● Directive:
Reproduce every one of the entries below word for word, changing nothing.

● Records shown:

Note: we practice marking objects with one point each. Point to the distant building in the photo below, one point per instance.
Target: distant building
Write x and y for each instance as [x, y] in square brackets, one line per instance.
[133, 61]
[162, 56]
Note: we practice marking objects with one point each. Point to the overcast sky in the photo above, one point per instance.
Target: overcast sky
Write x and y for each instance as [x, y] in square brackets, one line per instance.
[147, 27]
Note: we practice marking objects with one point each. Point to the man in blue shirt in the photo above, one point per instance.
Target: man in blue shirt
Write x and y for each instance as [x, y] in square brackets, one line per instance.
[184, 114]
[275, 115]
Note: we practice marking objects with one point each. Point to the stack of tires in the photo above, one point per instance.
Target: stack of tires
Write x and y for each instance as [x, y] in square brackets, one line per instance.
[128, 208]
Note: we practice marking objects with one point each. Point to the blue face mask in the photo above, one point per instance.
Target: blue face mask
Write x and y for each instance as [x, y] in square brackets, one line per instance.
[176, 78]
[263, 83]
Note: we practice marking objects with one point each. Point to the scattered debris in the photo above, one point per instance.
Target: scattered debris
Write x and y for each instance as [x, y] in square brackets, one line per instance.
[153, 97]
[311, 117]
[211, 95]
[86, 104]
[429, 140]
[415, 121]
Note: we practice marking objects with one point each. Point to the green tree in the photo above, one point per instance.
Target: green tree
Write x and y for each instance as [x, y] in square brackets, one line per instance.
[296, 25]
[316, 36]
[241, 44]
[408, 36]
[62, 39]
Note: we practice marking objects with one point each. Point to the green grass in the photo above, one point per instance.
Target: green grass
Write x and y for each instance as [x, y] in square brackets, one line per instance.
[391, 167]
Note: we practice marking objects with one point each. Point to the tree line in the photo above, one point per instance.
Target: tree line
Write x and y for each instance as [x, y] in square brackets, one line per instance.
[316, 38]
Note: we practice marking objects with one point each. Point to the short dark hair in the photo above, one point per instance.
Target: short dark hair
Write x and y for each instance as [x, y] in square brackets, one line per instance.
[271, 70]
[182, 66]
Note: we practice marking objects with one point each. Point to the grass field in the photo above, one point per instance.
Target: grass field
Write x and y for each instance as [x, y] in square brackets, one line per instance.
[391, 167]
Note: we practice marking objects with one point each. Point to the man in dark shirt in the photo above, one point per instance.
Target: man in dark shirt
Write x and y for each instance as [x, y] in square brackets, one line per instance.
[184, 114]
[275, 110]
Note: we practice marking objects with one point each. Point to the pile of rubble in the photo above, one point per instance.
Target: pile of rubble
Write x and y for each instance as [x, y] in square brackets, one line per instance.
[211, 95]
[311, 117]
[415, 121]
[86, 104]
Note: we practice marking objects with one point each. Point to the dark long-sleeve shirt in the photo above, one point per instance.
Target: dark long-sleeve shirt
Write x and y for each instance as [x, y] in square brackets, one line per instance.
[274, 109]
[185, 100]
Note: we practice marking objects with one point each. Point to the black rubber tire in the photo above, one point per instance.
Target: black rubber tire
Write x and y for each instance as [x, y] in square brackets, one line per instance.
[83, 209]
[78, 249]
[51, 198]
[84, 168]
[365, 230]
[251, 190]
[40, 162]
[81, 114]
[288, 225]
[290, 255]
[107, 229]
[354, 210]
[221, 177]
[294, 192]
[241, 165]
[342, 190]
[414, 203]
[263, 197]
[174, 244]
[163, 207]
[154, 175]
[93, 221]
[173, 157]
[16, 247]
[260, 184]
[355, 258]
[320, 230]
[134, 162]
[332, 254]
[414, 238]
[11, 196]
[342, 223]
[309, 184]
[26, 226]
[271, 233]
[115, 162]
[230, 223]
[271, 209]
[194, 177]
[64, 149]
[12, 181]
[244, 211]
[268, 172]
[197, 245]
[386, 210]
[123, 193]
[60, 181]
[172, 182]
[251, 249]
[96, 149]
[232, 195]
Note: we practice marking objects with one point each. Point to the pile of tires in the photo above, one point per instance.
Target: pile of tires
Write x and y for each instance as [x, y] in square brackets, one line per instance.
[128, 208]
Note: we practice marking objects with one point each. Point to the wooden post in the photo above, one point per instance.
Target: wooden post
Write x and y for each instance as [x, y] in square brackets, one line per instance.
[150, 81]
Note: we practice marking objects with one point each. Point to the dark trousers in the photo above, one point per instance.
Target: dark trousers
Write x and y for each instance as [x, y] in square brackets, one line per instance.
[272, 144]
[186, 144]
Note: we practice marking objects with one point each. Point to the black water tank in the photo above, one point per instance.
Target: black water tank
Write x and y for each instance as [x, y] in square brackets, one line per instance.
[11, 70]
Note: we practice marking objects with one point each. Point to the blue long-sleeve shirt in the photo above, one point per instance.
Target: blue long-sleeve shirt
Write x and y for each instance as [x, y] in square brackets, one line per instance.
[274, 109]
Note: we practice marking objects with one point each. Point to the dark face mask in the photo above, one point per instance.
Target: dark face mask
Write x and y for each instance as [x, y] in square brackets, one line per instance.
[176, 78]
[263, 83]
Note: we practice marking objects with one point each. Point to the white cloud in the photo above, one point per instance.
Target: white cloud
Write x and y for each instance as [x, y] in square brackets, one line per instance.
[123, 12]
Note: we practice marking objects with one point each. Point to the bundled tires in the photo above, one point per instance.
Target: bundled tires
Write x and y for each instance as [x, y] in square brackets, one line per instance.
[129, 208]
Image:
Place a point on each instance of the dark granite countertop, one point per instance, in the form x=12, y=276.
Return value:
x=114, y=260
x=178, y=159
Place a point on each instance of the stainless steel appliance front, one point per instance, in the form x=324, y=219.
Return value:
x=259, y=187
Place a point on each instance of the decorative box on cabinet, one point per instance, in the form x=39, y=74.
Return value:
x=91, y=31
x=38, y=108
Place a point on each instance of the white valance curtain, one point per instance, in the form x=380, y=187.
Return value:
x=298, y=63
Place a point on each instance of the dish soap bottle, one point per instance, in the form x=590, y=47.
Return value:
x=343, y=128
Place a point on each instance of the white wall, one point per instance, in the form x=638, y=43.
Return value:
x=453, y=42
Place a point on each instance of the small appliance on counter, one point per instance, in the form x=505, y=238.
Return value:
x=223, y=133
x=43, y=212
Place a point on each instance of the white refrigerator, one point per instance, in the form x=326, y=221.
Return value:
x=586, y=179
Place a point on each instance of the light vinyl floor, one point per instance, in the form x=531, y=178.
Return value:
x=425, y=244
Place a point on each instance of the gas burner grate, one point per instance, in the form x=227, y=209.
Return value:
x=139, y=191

● Task response:
Note: we practice marking objects with one point each. Point to the distant building in the photo below, one point per instance.
Target: distant building
Write x and y for each instance as [x, y] in square brackets, one line per instance.
[133, 61]
[162, 56]
Note: we practice marking objects with one point each. Point to the overcast sky in the photo above, one point per instance.
Target: overcast sky
Write x and y for each instance as [x, y] in square brackets, one line per instance.
[147, 27]
Note: we practice marking objects with one point each. Point to the man in blue shirt in the photo above, one point per instance.
Target: man in blue shirt
Write x and y for each instance as [x, y] in square brackets, one line per instance.
[184, 114]
[275, 115]
Note: we practice marking objects with one point each. Point to the stack of tires in the photo above, one point per instance.
Target: stack of tires
Write x and y for each instance as [x, y] in square brackets, one line per instance.
[128, 208]
Note: we practice marking objects with one point each. Point to the blue face mask in the photo above, one point per instance.
Target: blue face mask
Write x and y for each instance as [x, y] in square brackets, one line per instance.
[176, 78]
[263, 83]
Note: we practice marking objects with one point each. Point to the scattered debris in the photo above, one point per instance.
Target: scattered debris
Write x and y for each instance as [x, y] in square brackets, one line per instance.
[153, 97]
[311, 117]
[211, 95]
[86, 104]
[429, 140]
[415, 121]
Note: we practice marking objects with one point each. Point to the green tree in the photo above, one point per instance.
Target: green tree
Write x and y for each instance as [x, y] in square brackets, one line per instance.
[296, 25]
[316, 36]
[241, 44]
[408, 36]
[62, 39]
Note: we practice marking objects with one point each. Point to the green grass in the photo above, one point per instance.
Target: green grass
Write x and y for each instance as [x, y] in square brackets, one line per instance.
[391, 167]
Note: we practice marking objects with one point each. Point to the tree line in the photo above, one point per instance.
Target: tree line
Write x and y for each instance as [x, y] in square brackets, one line per instance.
[316, 38]
Note: we practice marking objects with one point each. Point to the short dark hair in the photo above, one point per instance.
Target: short dark hair
Write x and y for each instance as [x, y] in square brackets, one line per instance.
[271, 70]
[182, 66]
Note: we practice marking objects with one point each. Point to the grass field in the photo above, one point per instance.
Target: grass field
Write x and y for each instance as [x, y] in square brackets, one line per instance.
[391, 167]
Note: we practice marking objects with one point each. Point to the man in dark shirt in the photo above, one point per instance.
Target: man in dark shirt
Write x and y for each instance as [x, y] in square brackets, one line per instance.
[184, 114]
[275, 110]
Note: we practice marking objects with one point each. Point to the pile of rubble in the photo above, one point per instance.
Target: pile of rubble
Write x and y for each instance as [x, y] in square brackets, one line per instance.
[211, 95]
[311, 117]
[415, 121]
[86, 104]
Note: we practice marking objects with one point each. Point to the dark long-sleeve shirt in the photo above, one point per instance.
Target: dark long-sleeve shirt
Write x and y for each instance as [x, y] in square brackets, one line per instance.
[274, 109]
[185, 100]
Note: we practice marking objects with one point each. Point to the black rubber tire in the photo above, one point per instance.
Target: black rubber tire
Write x and y for each instance as [x, y] in square brackets, one line per instance.
[83, 209]
[78, 249]
[51, 198]
[84, 168]
[365, 230]
[251, 190]
[40, 162]
[81, 114]
[288, 225]
[290, 255]
[107, 229]
[354, 210]
[221, 177]
[294, 192]
[241, 165]
[342, 190]
[414, 203]
[263, 197]
[174, 244]
[163, 207]
[154, 175]
[93, 221]
[173, 157]
[16, 247]
[260, 184]
[355, 258]
[320, 230]
[134, 162]
[332, 254]
[414, 238]
[11, 196]
[342, 223]
[309, 184]
[26, 226]
[271, 233]
[115, 162]
[230, 223]
[271, 209]
[194, 177]
[64, 149]
[12, 181]
[244, 211]
[268, 172]
[197, 245]
[386, 210]
[123, 193]
[60, 181]
[172, 182]
[251, 249]
[96, 149]
[232, 195]
Note: we practice marking objects with one point each. Point to the pile of tires in the photo above, one point per instance.
Target: pile of tires
Write x and y for each instance as [x, y] in square brackets, one line per instance.
[128, 208]
Note: we practice marking objects with one point each. Point to the wooden post in the photo above, one point per instance.
Target: wooden post
Write x and y for each instance as [x, y] in square brackets, one line per instance.
[150, 81]
Note: we practice marking objects with one point each. Point to the dark trousers in the photo above, one point per instance.
Target: dark trousers
Write x and y for each instance as [x, y] in square brackets, one line per instance.
[272, 144]
[186, 144]
Note: we practice marking objects with one point each. Point to the black water tank in the photo above, one point per instance.
Target: black water tank
Write x and y for each instance as [x, y] in square brackets, one line per instance.
[11, 70]
Note: we practice marking objects with one point each. Point to the blue long-sleeve shirt in the photo above, one point per instance.
Target: blue long-sleeve shirt
Write x and y for each instance as [x, y] in square brackets, one line per instance.
[274, 109]
Note: we practice marking objects with one point each. Point to the dark face mask in the photo above, one point per instance.
Target: dark face mask
Write x and y for each instance as [x, y] in square brackets, one line per instance.
[176, 78]
[263, 83]
Note: we practice marking objects with one point each. Point to the white cloud in the photo above, one point per instance.
Target: white cloud
Write x and y for each instance as [x, y] in square brackets, one line per instance.
[123, 12]
Note: we practice marking objects with one point each. Point to the bundled tires in the photo above, one point per instance.
Target: bundled tires
Write x and y for each instance as [x, y] in square brackets, one line per instance.
[129, 208]
Image:
Place a point on each instance of the dark granite countertop, one point per instance, in the form x=12, y=276.
Return value:
x=114, y=260
x=178, y=159
Place a point on each instance of the stainless steel appliance front, one point per instance, in the form x=324, y=219.
Return value:
x=259, y=187
Place a point on each instance of the decorative box on cabinet, one point per instance, in the form x=39, y=74.
Return value:
x=91, y=31
x=38, y=108
Place a point on each instance of the white valance curtain, one point per instance, in the form x=380, y=187.
Return value:
x=298, y=63
Place a point on each instance of the dish soap bottle, one point per instance, in the form x=590, y=47.
Return value:
x=343, y=128
Place a point on each instance of the white wall, one point per instance, in the form x=638, y=43.
Return value:
x=453, y=42
Place a point on each instance of the small appliance on counter, one point per instance, in the form x=505, y=238.
Return value:
x=223, y=133
x=43, y=212
Place a point on each instance of the white refrigerator, one point per instance, in the form x=326, y=221.
Return value:
x=586, y=179
Place a point on each instance of the light vinyl floor, one point per instance, in the form x=531, y=178.
Return value:
x=425, y=244
Place a point on each instance of the gas burner grate, one point per instance, in the form x=227, y=209.
Return value:
x=139, y=191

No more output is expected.